Reproduce the rows from the line holding "Expected: one point per instance of the woman in" through the end of the rows, inclusive, renaming "black jacket" to "dark jacket" and keeping everything else the same.

####

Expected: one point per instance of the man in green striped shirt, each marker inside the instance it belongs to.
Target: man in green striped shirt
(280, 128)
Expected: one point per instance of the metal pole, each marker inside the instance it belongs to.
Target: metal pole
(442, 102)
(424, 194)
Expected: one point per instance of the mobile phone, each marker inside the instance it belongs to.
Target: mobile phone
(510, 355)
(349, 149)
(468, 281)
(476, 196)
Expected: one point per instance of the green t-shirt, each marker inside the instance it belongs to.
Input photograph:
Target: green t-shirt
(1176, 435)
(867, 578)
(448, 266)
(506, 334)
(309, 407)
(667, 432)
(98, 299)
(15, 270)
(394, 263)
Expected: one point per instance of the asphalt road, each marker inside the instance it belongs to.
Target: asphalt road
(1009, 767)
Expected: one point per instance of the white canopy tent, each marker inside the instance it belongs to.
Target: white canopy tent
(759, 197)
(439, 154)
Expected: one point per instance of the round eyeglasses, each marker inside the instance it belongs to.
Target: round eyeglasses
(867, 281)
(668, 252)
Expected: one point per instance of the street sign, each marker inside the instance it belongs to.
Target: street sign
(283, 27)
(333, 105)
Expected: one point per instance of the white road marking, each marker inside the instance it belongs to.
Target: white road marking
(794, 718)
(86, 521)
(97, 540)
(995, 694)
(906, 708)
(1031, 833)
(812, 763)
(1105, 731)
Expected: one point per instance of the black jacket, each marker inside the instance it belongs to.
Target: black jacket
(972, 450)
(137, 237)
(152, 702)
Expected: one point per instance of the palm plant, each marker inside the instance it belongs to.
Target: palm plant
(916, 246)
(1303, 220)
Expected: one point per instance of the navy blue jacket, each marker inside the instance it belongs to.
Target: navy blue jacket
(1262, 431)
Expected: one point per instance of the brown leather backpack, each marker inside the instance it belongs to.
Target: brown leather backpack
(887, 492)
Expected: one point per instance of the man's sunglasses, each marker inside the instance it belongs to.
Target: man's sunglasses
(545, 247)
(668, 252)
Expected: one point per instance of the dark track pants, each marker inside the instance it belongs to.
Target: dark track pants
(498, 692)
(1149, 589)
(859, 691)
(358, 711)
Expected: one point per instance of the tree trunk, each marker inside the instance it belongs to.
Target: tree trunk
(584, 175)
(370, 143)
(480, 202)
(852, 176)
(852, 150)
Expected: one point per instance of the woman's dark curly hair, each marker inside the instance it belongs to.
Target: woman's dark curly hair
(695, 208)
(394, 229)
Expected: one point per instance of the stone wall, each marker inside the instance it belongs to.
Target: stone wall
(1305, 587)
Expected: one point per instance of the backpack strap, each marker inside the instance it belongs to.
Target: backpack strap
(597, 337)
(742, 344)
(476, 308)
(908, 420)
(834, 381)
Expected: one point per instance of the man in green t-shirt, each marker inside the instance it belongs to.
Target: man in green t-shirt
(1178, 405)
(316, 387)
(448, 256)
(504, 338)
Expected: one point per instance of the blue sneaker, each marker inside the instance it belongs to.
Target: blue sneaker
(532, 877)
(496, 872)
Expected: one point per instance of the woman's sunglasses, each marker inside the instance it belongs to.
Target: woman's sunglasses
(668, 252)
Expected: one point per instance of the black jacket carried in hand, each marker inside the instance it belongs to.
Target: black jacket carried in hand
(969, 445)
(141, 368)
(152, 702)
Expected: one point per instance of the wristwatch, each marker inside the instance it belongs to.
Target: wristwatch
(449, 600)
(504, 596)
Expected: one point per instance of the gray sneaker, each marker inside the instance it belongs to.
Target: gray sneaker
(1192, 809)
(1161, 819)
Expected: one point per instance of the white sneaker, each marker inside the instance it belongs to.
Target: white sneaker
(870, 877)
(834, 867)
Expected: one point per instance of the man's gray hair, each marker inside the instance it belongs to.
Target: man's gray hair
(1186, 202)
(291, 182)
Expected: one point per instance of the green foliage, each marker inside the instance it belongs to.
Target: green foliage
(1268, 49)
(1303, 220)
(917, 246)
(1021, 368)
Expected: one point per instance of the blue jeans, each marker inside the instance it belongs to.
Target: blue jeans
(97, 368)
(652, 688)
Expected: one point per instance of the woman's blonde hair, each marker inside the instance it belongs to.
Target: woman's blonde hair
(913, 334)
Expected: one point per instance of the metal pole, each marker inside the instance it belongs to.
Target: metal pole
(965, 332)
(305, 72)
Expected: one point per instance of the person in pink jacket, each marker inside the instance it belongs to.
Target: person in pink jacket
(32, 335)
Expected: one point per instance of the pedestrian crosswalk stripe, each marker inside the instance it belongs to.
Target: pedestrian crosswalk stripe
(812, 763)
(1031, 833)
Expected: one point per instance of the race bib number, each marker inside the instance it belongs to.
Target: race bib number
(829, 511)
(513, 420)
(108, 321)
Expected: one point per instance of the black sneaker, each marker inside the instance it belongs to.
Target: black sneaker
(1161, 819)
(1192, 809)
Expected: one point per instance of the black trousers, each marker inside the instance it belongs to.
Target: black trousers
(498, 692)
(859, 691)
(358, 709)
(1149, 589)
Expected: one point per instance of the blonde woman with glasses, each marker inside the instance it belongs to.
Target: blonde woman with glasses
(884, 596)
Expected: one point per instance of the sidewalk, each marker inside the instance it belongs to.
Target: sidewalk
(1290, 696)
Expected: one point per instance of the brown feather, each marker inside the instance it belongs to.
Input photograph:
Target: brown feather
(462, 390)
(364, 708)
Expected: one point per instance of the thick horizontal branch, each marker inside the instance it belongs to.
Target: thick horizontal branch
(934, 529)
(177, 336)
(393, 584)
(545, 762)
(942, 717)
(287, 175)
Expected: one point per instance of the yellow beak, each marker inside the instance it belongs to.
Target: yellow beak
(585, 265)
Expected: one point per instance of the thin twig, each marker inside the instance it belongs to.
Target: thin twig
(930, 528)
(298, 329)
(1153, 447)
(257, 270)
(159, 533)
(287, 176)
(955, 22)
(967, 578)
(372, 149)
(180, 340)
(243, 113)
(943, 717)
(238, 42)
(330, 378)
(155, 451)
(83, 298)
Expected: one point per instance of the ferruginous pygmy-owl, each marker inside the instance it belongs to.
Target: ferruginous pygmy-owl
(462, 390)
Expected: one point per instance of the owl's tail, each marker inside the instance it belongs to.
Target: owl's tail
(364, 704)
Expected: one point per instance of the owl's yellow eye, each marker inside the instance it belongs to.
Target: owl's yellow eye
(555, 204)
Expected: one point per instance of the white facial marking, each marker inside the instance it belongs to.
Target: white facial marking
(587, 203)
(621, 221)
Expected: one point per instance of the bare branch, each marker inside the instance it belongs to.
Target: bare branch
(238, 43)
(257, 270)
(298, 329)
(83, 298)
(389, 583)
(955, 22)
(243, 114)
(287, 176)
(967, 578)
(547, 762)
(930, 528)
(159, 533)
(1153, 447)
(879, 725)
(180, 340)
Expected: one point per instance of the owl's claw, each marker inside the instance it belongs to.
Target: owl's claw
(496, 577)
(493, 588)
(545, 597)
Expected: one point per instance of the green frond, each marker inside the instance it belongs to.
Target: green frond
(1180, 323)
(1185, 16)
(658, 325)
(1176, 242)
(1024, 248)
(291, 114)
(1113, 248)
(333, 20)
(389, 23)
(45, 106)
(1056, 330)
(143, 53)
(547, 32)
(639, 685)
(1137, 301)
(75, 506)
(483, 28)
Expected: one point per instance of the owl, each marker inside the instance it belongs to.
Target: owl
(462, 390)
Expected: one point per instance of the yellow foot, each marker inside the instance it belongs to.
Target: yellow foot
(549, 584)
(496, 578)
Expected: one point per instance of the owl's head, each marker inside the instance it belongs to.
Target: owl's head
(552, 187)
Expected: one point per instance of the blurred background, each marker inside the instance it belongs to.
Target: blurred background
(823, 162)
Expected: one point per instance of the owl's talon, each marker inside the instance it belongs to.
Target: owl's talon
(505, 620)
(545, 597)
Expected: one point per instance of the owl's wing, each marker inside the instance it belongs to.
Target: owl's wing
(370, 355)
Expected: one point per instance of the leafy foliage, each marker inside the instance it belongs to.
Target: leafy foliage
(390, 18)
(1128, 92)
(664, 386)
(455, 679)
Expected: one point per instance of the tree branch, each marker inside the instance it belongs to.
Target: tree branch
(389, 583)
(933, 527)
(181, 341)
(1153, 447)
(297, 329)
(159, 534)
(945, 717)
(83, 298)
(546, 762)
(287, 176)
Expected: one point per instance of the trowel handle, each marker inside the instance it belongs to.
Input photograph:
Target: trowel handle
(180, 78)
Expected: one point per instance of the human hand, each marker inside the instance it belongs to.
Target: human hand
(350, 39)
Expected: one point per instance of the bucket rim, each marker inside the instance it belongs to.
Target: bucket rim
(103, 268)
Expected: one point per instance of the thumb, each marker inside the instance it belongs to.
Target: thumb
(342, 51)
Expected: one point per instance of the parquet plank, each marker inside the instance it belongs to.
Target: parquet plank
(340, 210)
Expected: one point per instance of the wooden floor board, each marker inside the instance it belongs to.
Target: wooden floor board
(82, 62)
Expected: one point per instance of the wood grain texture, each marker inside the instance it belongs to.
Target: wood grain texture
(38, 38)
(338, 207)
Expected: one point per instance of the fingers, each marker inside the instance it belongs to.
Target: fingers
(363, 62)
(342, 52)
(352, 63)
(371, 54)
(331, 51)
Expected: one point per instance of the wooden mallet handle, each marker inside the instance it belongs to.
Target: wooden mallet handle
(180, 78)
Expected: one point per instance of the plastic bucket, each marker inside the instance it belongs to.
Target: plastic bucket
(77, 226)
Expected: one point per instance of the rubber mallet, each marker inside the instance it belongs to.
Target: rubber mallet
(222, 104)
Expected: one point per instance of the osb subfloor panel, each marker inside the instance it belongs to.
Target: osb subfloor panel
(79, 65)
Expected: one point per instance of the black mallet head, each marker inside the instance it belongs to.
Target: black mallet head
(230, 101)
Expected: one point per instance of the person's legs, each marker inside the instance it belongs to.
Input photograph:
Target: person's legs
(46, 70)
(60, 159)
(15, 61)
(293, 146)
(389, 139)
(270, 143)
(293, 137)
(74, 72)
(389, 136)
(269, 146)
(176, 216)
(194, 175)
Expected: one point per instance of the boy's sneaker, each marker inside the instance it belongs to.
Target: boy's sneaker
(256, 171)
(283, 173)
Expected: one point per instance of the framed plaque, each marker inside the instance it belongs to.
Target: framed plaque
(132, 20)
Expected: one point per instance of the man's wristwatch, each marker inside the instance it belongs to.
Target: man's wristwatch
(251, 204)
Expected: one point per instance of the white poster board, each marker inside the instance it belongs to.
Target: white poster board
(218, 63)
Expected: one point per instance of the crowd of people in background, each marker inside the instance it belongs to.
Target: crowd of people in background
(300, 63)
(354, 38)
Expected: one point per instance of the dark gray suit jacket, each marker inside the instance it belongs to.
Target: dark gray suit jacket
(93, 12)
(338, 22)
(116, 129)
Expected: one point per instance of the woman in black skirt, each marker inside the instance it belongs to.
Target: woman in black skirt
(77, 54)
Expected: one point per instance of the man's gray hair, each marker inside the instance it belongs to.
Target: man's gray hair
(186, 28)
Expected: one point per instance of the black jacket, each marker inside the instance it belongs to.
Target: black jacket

####

• [WRITTEN RESPONSE]:
Expected: one point per instance of the woman in black skirt, each marker inside the instance it belongs to.
Target: woman in black skirt
(77, 54)
Expected: one point per instance of the man's gray hair, each marker inside the instance it belongs to.
Target: man's gray hair
(186, 28)
Expected: one point per instance of the dark jacket, each marker inside the instance it belongs to.
Target: dark jacket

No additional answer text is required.